## [SHORT EXERCISE 1]
Count the lines in the records below that contain the word "ceiling", and give only that number.

## [SELECTION]
On a linked-quarter basis, the Company's net interest margin declined 8 basis points to 3.48 percent. Approximately 3 basis points of the decline was due to lower income from variable sources, including purchased credit-impaired (PCI) loan resolutions and periodic dividends. Linked-quarter deposit growth caused cash and short term investments to remain elevated. Although these short-term balances have little impact on net interest income, they are dilutive to net interest margin and accounted for 3 basis points of compression. Net of growth in loans and AFS securities, ongoing repricing of the balance sheet in the current low interest rate environment reduced net interest margin approximately 2 basis points compared with the fourth quarter.
Noninterest income was $10.8 billion, compared with $11.3 billion in fourth quarter 2012. The decline was primarily driven by lower mortgage banking revenue as well as reduced gains on equity investments, which were elevated in the fourth quarter. These declines were partially offset by stronger retail brokerage transaction revenue and asset-based fees, and higher trading gains and insurance revenue.
Mortgage banking noninterest income was $2.8 billion, down $274 million from fourth quarter 2012. During the first quarter, the Company retained on balance sheet 1-4 family conforming first mortgage loans of $3.4 billion, forgoing approximately $112 million of revenue that could have been generated had the loans been originated for sale during the quarter along with other agency conforming loan production. The Company provided $309 million for mortgage loan repurchase losses, compared with $379 million in fourth quarter 2012 (included in net gains from mortgage loan origination/sales activities). Net mortgage servicing rights (MSRs) results were $129 million, down from $220 million in fourth quarter 2012, due primarily to MSR valuation adjustments made in the first quarter for the impact of improving housing prices on estimated prepayment speeds.
The Company had net unrealized securities gains of $11.2 billion at March 31, 2013, compared with $11.9 billion at December 31, 2012. Period-end AFS securities balances increased $13.0 billion.
Noninterest expense declined $496 million from the prior quarter primarily due to lower operating losses associated with the Independent Foreclosure Review settlement and a $250 million charitable contribution to the Wells Fargo Foundation in the fourth quarter. This quarter's expenses included approximately $460 million of seasonally higher personnel expenses and approximately $103 million of higher deferred compensation, which was offset in trading revenue. The Company continued to operate within its targeted efficiency ratio range of 55 to 59 percent, with a ratio of 58.3 percent in first quarter 2013, compared with 58.8 percent in fourth quarter 2012. The Company expects second quarter 2013 expenses to decline from first quarter 2013 and to remain within the target efficiency range.

## [SOURCE DATA]
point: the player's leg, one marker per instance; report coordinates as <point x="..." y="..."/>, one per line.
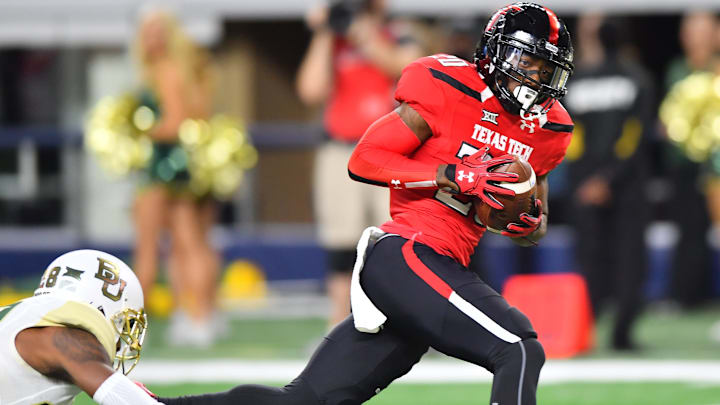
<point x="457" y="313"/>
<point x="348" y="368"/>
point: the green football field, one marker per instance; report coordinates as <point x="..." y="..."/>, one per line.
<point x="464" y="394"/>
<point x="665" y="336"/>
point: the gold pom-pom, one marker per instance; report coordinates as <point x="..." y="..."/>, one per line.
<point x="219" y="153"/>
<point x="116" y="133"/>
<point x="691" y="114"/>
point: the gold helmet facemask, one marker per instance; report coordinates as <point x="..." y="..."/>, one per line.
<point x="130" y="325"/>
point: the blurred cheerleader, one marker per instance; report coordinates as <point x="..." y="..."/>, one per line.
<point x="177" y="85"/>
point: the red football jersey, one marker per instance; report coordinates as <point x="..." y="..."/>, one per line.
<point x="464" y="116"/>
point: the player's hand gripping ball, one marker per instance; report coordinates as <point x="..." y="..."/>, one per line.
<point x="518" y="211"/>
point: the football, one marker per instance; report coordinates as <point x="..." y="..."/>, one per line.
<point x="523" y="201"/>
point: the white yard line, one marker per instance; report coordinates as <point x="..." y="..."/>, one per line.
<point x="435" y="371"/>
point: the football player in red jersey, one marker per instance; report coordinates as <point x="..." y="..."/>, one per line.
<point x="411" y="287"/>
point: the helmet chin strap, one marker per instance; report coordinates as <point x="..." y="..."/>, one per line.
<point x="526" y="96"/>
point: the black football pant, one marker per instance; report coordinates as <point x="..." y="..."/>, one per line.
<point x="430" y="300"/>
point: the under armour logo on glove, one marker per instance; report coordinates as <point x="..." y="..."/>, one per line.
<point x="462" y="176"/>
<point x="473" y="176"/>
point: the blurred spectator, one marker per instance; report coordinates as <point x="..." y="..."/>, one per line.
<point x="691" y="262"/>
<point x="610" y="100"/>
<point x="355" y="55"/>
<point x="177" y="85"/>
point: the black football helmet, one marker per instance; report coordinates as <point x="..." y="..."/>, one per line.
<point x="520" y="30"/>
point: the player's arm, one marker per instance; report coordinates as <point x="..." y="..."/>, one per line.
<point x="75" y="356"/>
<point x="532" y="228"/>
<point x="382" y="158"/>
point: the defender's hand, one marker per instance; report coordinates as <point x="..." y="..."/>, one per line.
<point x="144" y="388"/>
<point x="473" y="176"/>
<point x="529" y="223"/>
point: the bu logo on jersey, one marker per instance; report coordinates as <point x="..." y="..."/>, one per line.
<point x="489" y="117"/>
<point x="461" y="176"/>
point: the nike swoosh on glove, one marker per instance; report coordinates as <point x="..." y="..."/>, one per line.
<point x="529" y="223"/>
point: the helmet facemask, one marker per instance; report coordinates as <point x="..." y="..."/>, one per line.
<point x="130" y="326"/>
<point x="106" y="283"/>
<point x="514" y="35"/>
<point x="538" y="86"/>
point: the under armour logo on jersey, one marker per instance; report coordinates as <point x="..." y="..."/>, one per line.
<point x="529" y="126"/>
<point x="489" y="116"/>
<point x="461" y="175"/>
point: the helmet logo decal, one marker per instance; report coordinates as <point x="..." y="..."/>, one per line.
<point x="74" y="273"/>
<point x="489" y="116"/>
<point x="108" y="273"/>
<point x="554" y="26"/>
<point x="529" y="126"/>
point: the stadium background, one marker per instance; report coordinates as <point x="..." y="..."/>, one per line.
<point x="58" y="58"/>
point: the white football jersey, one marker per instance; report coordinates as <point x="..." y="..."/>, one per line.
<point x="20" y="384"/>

---

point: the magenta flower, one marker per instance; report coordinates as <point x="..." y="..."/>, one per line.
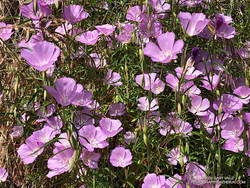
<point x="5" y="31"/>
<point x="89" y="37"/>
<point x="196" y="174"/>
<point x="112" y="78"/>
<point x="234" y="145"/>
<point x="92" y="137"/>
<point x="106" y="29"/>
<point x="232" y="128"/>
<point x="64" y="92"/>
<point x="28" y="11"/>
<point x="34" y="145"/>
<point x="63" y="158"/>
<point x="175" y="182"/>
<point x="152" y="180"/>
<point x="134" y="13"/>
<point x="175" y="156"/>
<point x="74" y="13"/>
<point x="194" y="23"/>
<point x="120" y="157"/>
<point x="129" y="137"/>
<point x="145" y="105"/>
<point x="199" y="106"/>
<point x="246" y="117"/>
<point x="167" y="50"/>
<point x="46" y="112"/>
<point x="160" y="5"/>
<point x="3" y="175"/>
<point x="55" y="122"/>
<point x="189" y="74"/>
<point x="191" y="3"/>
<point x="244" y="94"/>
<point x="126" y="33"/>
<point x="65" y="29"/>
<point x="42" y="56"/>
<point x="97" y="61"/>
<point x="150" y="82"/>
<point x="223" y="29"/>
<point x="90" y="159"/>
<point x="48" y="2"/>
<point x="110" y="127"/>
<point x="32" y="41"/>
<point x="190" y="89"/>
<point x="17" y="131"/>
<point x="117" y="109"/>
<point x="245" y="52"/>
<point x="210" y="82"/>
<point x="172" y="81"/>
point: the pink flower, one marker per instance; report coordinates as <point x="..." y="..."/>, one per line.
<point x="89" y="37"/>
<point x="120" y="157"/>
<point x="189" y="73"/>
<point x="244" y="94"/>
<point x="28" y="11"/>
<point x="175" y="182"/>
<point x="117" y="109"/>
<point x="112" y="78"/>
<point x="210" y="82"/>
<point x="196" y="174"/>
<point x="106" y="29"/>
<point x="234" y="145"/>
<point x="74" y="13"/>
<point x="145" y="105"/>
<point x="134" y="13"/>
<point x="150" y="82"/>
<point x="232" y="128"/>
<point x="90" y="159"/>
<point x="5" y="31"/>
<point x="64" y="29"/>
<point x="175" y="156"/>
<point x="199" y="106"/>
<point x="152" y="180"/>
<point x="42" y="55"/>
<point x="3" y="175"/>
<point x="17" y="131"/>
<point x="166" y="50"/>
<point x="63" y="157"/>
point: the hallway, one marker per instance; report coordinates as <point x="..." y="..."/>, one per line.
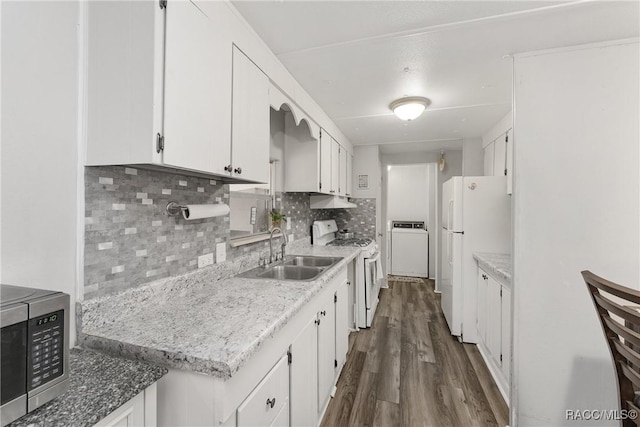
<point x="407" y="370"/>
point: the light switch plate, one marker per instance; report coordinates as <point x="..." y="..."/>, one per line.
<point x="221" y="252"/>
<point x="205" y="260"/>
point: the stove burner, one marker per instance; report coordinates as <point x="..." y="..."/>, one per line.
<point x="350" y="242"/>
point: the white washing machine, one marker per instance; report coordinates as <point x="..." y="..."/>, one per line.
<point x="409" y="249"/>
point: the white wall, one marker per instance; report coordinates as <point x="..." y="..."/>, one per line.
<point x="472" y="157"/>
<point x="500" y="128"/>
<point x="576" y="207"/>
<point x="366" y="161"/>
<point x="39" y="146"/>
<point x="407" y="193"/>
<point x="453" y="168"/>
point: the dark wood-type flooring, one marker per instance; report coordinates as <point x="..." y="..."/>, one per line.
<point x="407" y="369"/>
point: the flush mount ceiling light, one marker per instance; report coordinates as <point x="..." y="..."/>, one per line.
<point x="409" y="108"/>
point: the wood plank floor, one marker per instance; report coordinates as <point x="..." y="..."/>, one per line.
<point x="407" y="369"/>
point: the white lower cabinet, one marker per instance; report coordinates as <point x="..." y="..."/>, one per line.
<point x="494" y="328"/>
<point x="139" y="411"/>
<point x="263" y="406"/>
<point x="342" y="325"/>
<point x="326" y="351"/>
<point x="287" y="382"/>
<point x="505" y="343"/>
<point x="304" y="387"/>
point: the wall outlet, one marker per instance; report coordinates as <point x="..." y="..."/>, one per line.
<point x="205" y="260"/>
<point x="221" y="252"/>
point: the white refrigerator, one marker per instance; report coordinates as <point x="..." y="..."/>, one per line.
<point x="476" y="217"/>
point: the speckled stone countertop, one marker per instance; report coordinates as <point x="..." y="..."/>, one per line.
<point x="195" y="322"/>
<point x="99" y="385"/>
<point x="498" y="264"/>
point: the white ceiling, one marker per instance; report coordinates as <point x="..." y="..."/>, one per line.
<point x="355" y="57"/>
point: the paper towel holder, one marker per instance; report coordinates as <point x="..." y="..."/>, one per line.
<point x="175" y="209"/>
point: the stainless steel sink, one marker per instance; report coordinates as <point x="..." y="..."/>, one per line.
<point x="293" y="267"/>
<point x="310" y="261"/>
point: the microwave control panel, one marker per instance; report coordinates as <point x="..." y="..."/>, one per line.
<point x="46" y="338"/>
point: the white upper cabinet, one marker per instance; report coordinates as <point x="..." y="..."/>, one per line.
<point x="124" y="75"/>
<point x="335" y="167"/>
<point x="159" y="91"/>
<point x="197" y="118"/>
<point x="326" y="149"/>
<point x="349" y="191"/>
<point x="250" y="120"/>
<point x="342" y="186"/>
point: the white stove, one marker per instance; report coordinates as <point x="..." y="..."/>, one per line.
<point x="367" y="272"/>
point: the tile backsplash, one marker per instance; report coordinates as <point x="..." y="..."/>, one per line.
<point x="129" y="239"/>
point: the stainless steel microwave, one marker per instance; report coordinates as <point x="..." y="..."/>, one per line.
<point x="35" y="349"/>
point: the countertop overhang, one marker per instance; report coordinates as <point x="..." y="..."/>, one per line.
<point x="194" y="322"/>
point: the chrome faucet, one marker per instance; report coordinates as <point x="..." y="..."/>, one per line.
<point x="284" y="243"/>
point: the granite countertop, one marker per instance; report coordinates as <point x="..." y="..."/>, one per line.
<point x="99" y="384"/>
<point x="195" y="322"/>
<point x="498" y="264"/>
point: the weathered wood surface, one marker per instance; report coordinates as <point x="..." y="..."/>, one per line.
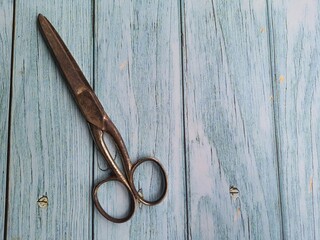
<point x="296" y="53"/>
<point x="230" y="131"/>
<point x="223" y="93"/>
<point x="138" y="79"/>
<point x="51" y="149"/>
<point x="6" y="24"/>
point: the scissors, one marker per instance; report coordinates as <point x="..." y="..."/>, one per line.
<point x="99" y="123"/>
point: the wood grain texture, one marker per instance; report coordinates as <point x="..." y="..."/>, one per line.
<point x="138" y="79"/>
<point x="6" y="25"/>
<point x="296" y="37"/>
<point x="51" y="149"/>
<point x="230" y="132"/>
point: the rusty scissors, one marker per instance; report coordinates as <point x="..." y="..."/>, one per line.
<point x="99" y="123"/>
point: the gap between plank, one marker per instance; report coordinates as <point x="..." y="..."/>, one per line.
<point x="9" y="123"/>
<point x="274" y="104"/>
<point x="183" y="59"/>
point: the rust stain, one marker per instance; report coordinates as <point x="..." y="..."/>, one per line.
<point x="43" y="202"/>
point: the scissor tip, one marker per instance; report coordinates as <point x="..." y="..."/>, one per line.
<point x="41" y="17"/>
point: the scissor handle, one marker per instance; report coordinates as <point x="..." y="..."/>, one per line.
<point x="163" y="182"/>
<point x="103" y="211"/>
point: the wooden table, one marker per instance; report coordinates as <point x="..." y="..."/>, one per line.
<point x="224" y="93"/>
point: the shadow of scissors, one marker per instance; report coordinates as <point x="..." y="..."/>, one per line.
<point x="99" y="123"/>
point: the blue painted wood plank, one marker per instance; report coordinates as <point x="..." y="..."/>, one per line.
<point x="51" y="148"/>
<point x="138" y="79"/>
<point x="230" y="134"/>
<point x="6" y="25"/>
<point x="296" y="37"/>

## [SHORT EXERCISE 2]
According to the quarterly results text, what was the Company's efficiency ratio in first quarter 2013?

## [FINISHED ANSWER 1]
2

## [FINISHED ANSWER 2]
58.3 percent.